Stored rows:
-- START --

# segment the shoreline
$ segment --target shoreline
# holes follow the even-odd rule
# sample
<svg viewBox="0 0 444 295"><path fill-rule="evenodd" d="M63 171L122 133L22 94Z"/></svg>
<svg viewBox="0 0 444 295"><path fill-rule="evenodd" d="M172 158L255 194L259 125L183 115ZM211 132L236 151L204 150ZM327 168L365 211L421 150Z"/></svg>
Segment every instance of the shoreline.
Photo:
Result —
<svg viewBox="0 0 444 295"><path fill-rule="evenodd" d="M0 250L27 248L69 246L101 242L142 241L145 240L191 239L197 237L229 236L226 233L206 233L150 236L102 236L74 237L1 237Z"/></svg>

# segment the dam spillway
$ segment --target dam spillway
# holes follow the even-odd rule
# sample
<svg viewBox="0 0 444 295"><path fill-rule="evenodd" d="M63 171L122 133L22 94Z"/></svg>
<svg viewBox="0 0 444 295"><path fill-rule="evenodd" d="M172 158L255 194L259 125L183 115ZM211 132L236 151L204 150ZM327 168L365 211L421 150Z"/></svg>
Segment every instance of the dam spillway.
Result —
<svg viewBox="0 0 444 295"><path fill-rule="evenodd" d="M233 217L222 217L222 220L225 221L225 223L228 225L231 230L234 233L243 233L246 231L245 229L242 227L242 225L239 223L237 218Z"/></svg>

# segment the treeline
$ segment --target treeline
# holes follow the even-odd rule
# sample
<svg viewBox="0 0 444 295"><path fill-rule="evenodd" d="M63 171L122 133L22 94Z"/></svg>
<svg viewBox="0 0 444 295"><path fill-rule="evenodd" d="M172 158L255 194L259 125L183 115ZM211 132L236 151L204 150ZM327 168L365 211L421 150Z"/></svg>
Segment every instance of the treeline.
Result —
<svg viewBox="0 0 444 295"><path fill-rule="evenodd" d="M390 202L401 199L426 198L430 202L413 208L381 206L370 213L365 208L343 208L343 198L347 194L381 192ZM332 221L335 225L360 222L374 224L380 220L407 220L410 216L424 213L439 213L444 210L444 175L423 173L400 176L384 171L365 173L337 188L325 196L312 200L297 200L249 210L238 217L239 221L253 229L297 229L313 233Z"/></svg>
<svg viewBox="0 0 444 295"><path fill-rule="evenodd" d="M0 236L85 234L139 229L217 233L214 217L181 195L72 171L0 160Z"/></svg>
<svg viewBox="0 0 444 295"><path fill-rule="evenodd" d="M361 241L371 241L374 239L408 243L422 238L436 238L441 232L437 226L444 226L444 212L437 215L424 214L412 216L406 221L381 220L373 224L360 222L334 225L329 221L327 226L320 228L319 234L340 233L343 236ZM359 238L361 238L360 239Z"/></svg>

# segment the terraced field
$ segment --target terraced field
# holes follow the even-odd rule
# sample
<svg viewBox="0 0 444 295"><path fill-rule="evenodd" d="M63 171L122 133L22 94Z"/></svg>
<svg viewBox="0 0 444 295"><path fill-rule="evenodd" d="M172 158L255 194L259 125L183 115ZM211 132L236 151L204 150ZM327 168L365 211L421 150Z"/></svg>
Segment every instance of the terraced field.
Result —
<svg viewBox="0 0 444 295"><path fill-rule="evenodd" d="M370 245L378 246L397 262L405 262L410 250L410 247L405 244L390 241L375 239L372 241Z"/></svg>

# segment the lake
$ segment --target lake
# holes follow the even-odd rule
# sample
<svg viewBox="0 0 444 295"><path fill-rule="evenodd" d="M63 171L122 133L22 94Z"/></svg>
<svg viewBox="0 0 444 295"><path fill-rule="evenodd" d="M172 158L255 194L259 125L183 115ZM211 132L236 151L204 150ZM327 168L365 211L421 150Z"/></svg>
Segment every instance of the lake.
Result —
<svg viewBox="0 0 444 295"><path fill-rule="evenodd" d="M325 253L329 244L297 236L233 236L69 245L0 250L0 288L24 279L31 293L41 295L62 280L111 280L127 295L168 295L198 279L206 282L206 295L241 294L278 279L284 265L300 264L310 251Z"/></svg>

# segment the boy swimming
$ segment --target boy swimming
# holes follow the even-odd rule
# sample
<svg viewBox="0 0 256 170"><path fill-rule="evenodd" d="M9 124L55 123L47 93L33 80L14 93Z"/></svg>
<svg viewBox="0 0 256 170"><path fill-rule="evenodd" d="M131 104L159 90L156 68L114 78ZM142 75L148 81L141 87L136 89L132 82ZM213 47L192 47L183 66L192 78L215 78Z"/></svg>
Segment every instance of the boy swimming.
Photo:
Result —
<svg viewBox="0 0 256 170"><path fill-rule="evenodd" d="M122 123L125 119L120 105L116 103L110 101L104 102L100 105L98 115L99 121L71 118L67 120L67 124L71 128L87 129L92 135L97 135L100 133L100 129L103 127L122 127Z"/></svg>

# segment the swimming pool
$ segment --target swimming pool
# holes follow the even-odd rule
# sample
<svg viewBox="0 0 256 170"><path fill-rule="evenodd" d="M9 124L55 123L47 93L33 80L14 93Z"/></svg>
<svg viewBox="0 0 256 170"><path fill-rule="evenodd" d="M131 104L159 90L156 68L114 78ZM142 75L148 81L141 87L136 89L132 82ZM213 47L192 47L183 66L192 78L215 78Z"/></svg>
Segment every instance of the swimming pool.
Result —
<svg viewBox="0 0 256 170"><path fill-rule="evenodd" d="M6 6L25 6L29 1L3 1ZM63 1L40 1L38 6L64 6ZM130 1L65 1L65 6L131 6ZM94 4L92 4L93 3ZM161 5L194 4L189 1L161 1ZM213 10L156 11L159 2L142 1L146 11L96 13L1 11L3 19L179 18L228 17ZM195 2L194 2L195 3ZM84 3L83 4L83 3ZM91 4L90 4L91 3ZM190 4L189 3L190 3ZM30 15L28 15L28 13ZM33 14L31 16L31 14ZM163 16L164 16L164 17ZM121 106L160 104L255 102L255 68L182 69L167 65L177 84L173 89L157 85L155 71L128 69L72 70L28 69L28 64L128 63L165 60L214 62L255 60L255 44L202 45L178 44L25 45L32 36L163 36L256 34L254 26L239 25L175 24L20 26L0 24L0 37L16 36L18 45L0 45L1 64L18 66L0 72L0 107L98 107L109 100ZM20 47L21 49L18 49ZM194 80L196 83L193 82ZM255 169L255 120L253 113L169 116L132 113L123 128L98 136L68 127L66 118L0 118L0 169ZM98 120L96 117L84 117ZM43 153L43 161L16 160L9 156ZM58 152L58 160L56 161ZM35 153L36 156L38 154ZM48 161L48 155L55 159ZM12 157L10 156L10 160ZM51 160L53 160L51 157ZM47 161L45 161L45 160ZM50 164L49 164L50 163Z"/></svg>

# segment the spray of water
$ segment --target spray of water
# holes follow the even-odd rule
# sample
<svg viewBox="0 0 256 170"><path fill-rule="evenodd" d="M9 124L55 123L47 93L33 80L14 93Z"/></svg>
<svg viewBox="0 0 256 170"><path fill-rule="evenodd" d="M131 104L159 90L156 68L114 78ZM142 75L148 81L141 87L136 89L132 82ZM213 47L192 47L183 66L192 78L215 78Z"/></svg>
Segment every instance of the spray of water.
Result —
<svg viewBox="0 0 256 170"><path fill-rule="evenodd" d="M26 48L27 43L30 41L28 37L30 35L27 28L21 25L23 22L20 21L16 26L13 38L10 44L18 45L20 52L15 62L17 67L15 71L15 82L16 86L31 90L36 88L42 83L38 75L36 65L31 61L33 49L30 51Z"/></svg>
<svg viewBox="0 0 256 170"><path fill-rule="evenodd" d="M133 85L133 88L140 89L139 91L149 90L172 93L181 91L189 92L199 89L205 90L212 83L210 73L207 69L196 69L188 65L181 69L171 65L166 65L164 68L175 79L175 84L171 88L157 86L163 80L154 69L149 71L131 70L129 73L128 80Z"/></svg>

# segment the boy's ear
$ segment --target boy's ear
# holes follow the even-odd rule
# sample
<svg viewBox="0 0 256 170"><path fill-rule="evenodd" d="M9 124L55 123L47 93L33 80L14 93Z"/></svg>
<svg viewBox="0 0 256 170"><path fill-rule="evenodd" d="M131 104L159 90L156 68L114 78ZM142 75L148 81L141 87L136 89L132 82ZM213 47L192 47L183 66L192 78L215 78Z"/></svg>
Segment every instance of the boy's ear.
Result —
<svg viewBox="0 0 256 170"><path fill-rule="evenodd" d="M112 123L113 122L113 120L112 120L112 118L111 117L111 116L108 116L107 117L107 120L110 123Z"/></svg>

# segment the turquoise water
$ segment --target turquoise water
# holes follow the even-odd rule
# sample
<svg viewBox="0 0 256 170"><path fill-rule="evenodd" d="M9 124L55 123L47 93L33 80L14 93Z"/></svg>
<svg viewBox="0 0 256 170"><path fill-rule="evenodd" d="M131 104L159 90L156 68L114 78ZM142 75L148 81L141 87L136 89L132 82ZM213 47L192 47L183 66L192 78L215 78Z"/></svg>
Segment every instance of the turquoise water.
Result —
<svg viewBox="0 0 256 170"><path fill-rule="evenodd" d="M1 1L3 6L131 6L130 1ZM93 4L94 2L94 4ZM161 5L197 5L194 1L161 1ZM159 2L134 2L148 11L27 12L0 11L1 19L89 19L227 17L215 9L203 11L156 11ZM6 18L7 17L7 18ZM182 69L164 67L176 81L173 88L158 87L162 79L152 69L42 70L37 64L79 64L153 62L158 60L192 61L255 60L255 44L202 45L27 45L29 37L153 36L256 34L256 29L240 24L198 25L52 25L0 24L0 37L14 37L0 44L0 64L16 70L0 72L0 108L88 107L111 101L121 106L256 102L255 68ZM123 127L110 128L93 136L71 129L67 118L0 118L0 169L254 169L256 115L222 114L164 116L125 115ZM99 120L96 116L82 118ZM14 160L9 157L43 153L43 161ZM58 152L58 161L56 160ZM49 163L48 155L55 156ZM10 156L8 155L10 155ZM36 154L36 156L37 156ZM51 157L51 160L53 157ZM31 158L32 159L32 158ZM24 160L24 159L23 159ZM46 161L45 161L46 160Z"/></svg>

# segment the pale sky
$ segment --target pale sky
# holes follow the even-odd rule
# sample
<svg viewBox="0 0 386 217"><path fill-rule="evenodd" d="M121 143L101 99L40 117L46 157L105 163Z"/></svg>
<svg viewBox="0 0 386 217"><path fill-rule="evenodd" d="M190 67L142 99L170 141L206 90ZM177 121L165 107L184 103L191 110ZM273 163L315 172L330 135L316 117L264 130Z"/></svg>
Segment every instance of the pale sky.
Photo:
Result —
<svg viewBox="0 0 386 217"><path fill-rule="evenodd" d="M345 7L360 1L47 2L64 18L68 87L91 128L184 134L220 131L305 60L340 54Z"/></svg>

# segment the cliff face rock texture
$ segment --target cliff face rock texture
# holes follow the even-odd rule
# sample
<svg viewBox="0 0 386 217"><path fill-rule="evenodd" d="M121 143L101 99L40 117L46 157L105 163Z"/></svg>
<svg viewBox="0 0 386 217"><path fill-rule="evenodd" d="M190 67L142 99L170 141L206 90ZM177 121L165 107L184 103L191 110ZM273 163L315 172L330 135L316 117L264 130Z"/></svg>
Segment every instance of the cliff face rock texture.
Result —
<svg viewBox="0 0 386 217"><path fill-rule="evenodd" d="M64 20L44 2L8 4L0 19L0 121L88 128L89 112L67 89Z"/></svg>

-- END --
-- START --

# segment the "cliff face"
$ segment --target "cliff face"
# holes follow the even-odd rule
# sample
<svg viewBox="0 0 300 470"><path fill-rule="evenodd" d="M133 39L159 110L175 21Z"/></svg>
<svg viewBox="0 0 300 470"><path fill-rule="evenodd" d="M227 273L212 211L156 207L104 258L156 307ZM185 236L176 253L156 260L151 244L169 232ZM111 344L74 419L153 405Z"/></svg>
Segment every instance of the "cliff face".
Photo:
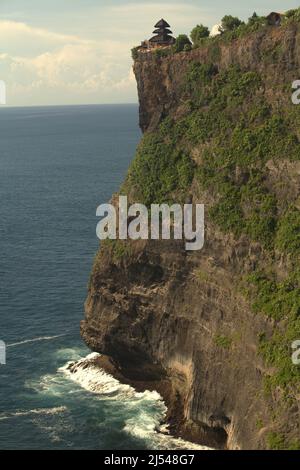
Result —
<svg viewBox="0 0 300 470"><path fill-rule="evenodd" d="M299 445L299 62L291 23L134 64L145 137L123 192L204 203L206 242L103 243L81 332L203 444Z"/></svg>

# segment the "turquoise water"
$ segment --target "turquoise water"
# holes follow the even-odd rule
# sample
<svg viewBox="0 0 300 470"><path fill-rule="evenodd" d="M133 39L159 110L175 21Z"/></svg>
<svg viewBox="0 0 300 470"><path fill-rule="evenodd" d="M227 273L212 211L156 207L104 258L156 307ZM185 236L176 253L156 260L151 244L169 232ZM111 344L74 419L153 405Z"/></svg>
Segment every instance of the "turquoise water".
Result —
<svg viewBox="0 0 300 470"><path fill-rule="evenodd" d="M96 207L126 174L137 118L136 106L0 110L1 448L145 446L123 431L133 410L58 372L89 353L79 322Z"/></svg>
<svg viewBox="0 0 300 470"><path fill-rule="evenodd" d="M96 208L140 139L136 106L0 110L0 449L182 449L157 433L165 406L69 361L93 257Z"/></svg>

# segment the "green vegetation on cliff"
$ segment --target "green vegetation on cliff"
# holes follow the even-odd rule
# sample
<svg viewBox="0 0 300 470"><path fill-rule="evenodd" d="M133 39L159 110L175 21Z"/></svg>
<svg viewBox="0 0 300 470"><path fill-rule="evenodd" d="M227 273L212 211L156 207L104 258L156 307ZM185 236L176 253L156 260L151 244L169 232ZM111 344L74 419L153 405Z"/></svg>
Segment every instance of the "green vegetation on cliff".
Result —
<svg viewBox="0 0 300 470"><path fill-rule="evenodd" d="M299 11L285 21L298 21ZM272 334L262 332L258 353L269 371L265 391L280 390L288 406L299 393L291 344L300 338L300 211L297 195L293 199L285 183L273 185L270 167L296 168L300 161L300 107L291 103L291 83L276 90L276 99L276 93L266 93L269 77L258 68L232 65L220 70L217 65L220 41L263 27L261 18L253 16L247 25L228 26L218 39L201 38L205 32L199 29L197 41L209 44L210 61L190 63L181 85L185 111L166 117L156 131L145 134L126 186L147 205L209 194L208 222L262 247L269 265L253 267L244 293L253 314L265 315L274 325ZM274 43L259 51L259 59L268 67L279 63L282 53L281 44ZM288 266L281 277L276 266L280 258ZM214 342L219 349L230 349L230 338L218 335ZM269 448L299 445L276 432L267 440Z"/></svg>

-- END --

Given exercise: Please reproduce the material word for word, starting at the line that contains "# segment the shoreline" and ending at the line that contains "217L222 217L222 220L225", both lines included.

Task solution:
# segment the shoreline
$ segment --target shoreline
# holes follow the even-odd rule
# sample
<svg viewBox="0 0 444 295"><path fill-rule="evenodd" d="M63 171L122 133L22 94Z"/></svg>
<svg viewBox="0 0 444 295"><path fill-rule="evenodd" d="M172 158L255 194L259 125L183 115ZM211 132L236 151L204 150ZM327 168L365 211L421 150Z"/></svg>
Segment every instance of the shoreline.
Photo:
Result —
<svg viewBox="0 0 444 295"><path fill-rule="evenodd" d="M0 250L27 248L69 246L101 242L142 241L145 240L191 239L197 237L229 236L226 233L206 233L150 236L102 236L74 237L1 237Z"/></svg>

# segment the dam spillway
$ segment --target dam spillway
# holes follow the even-odd rule
# sample
<svg viewBox="0 0 444 295"><path fill-rule="evenodd" d="M63 171L122 133L22 94Z"/></svg>
<svg viewBox="0 0 444 295"><path fill-rule="evenodd" d="M172 158L255 194L259 125L183 115ZM211 132L236 151L204 150ZM327 168L365 211L421 150Z"/></svg>
Segment every instance of the dam spillway.
Result —
<svg viewBox="0 0 444 295"><path fill-rule="evenodd" d="M233 217L222 217L222 220L225 221L225 223L228 225L231 230L234 233L243 233L246 231L245 229L242 227L242 225L239 223L237 218Z"/></svg>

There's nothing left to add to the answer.